Job:
Copy each of the following entries verbatim, line for line.

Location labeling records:
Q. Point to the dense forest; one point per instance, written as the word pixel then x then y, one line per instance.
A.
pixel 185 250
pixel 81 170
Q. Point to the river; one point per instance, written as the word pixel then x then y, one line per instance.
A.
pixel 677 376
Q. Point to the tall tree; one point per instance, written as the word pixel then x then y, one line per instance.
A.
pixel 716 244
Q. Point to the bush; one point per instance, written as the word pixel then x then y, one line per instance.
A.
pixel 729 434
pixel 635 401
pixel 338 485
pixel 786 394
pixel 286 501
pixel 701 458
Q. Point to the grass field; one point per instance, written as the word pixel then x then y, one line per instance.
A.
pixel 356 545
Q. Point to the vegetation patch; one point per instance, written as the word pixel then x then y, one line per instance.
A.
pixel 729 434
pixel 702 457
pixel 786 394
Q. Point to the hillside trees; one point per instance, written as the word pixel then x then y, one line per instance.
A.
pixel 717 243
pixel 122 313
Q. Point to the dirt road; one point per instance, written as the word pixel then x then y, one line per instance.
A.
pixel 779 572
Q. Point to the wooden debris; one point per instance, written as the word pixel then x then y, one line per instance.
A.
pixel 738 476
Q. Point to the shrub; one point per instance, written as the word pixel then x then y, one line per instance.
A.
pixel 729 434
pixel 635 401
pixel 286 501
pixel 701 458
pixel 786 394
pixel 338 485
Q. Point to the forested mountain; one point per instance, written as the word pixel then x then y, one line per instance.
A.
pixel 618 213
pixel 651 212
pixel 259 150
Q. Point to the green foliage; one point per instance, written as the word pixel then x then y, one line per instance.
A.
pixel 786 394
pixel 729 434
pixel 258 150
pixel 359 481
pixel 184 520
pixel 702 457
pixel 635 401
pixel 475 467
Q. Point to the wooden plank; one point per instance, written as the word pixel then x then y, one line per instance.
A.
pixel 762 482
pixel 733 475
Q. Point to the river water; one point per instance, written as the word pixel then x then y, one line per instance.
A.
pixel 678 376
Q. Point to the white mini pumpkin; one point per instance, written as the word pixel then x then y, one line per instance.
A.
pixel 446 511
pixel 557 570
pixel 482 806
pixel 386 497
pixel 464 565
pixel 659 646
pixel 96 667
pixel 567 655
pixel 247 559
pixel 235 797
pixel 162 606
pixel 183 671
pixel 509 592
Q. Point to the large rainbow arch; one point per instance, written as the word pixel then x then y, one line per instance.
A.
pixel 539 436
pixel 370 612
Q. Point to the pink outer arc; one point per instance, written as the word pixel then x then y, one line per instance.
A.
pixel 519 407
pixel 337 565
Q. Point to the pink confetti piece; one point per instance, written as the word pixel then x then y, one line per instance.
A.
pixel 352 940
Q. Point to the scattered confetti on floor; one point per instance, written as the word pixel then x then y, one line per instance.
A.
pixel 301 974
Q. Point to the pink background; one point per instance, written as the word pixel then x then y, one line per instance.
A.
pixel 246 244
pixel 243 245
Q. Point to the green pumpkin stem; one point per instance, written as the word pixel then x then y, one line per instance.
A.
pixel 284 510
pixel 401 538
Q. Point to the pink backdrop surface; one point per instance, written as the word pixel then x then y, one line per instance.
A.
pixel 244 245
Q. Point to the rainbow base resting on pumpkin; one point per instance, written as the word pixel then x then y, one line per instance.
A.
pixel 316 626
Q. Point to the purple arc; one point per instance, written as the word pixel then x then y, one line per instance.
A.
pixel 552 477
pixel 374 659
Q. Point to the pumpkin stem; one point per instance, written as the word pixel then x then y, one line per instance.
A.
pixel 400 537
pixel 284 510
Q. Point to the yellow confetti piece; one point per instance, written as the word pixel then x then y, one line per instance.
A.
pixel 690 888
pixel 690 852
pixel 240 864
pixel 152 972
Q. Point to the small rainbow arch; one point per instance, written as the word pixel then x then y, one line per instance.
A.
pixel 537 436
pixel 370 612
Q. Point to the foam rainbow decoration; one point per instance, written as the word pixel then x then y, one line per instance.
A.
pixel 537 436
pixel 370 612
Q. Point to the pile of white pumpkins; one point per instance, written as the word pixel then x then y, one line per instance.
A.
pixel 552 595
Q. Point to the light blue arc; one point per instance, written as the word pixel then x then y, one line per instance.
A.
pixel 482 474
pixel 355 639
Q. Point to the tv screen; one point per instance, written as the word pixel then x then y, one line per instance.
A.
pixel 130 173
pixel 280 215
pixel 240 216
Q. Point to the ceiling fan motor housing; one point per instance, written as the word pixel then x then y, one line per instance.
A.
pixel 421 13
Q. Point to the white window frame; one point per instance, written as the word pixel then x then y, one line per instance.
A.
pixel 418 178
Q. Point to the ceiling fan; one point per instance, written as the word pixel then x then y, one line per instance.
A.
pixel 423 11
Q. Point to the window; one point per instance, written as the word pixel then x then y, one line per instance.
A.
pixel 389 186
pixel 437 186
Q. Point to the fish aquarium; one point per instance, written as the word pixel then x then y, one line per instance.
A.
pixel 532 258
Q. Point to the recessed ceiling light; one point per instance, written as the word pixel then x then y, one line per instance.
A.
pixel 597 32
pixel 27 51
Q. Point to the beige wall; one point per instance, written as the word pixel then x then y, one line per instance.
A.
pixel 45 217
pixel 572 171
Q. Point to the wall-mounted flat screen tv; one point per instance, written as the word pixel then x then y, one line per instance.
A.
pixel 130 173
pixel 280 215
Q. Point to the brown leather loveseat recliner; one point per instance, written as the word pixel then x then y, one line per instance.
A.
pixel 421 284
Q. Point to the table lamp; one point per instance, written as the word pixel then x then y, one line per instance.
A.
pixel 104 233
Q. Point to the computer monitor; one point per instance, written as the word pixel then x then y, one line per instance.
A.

Finished exercise:
Q. Point to the dense forest; one point per instance, written as the word pixel then x then y, one line per instance.
A.
pixel 185 250
pixel 81 170
Q. Point to the river; one point per instance, written as the word pixel then x then y, one line per instance.
A.
pixel 677 376
Q. Point to the tall tree; one point per instance, written as the word pixel then x then y, one line per instance.
A.
pixel 716 244
Q. Point to the bush; one point per instance, written as the word pixel then x then y, one line per instance.
A.
pixel 729 434
pixel 635 401
pixel 338 485
pixel 786 394
pixel 286 501
pixel 701 458
Q. Point to the grass field; one point per instance, written as the word pixel then x then y, one line per instance.
A.
pixel 356 545
Q. Point to the vegetation patch; one point per instance, written as the word pixel then x then y, one line per instance.
A.
pixel 729 434
pixel 702 457
pixel 786 394
Q. Point to the hillside trees; one point per instance, written as the word pixel then x then y, one line per instance.
A.
pixel 717 243
pixel 122 313
Q. Point to the dirt road; one point per instance, written as the word pixel then x then y, one line per instance.
A.
pixel 779 572
Q. Point to the wooden debris; one point per instance, written as the word pixel then x then y, one line per instance.
A.
pixel 738 476
Q. Point to the shrub; one point per instance, written as the word pixel then x then y, one line per instance.
A.
pixel 729 434
pixel 635 401
pixel 286 501
pixel 701 458
pixel 786 394
pixel 338 485
Q. Point to the forested mountain; one point per instance, written as the word pixel then x then y, one line per instance.
A.
pixel 618 213
pixel 651 212
pixel 259 150
Q. Point to the green foliage; one point per instance, written as the word pixel then x then y, one line per instance.
A.
pixel 786 394
pixel 729 434
pixel 258 150
pixel 359 481
pixel 184 520
pixel 702 457
pixel 635 401
pixel 475 467
Q. Point to the wooden plank; one point per instance, written as the word pixel then x then y, one line per instance.
A.
pixel 762 482
pixel 733 475
Q. Point to the river water; one point per instance, written as the word pixel then x then y, one line per instance.
A.
pixel 678 376
Q. Point to the white mini pumpkin; one point per instance, written as the word pixel then x then y, one line per instance.
A.
pixel 446 511
pixel 557 570
pixel 482 806
pixel 386 497
pixel 464 565
pixel 659 646
pixel 96 667
pixel 567 655
pixel 247 559
pixel 235 797
pixel 162 606
pixel 183 671
pixel 509 592
Q. Point to the large rainbow arch; one point per instance, written as the word pixel then x then y, one line per instance.
A.
pixel 539 436
pixel 370 612
Q. Point to the pink outer arc; one point per instance, written as the word pixel then x then y, one line per instance.
A.
pixel 519 407
pixel 337 565
Q. Point to the pink confetti piece; one point per instance, written as the word pixel then x then y, one line per instance.
A.
pixel 352 940
Q. Point to the scattered confetti on floor; one point per instance, written as the word pixel then x then y, one line per instance.
A.
pixel 301 974
Q. Point to the pink background; one point per instance, written as the word pixel then x then y, one line per instance.
A.
pixel 246 244
pixel 243 245
Q. Point to the green pumpkin stem; one point per instance, written as the word pixel then x then y, one line per instance.
A.
pixel 284 510
pixel 401 538
Q. Point to the pink backdrop surface; one point per instance, written as the word pixel then x then y, one line per instance.
A.
pixel 244 245
Q. Point to the rainbow base resting on pumpkin; one point per instance, written as the word pixel then x then y, one line per instance.
A.
pixel 316 626
Q. Point to the purple arc; one point per instance, written as the word pixel then x then y, one line per instance.
A.
pixel 552 477
pixel 374 659
Q. Point to the pumpkin stem; one point per instance, written as the word pixel then x then y, one line per instance.
A.
pixel 400 537
pixel 284 510
Q. Point to the yellow confetti piece; one point per instance, written as the word pixel then x then y, one line per instance.
A.
pixel 690 888
pixel 690 852
pixel 240 864
pixel 152 972
Q. Point to the small rainbow arch; one point per instance, written as the word pixel then x then y, one line per instance.
A.
pixel 537 436
pixel 370 612
Q. Point to the foam rainbow decoration; one point per instance, written as the word pixel then x then y, one line per instance.
A.
pixel 537 436
pixel 370 612
Q. Point to the pile of white pumpkins; one point per instance, written as the word pixel then x then y, one line per instance.
A.
pixel 552 595
Q. Point to the light blue arc; one point per instance, written as the word pixel then x then y, one line per instance.
A.
pixel 482 474
pixel 355 639
Q. Point to the tv screen; one point per instance, written as the word pixel then x then y, one line per instance.
A.
pixel 130 173
pixel 280 215
pixel 240 216
Q. Point to the ceiling fan motor housing; one point per instance, written as the word pixel then x then y, one line per instance.
A.
pixel 421 13
Q. Point to the white window frame; one point per instance, written as the word pixel then x then y, one line per instance.
A.
pixel 418 178
Q. Point to the ceiling fan; one point per instance, written as the word pixel then x then y, one line per instance.
A.
pixel 423 11
Q. Point to the window; one point per instance, written as the word pixel then x then y, one line per instance.
A.
pixel 389 186
pixel 437 186
Q. Point to the fish aquarium; one point per instance, written as the word pixel then x then y, one line per instance.
A.
pixel 532 258
Q. Point to the recessed ceiling light; one point per instance, written as the word pixel then x then y, one line per instance.
A.
pixel 597 32
pixel 27 51
Q. Point to the beige wall; one point per instance, written as the word pixel then x then y, one line per instance.
A.
pixel 45 217
pixel 572 171
Q. Point to the wall-mounted flat screen tv; one point per instance, written as the word pixel then x then y, one line per instance.
A.
pixel 130 173
pixel 280 215
Q. Point to the brown leather loveseat recliner; one point per instance, written as the word pixel then x then y, one line per instance.
A.
pixel 421 284
Q. Point to the table lamp; one point per instance, written as the word pixel then x then y, one line per instance.
A.
pixel 104 233
Q. Point to the computer monitor; one point per instance, written as the word pixel then x then y, one line per instance.
A.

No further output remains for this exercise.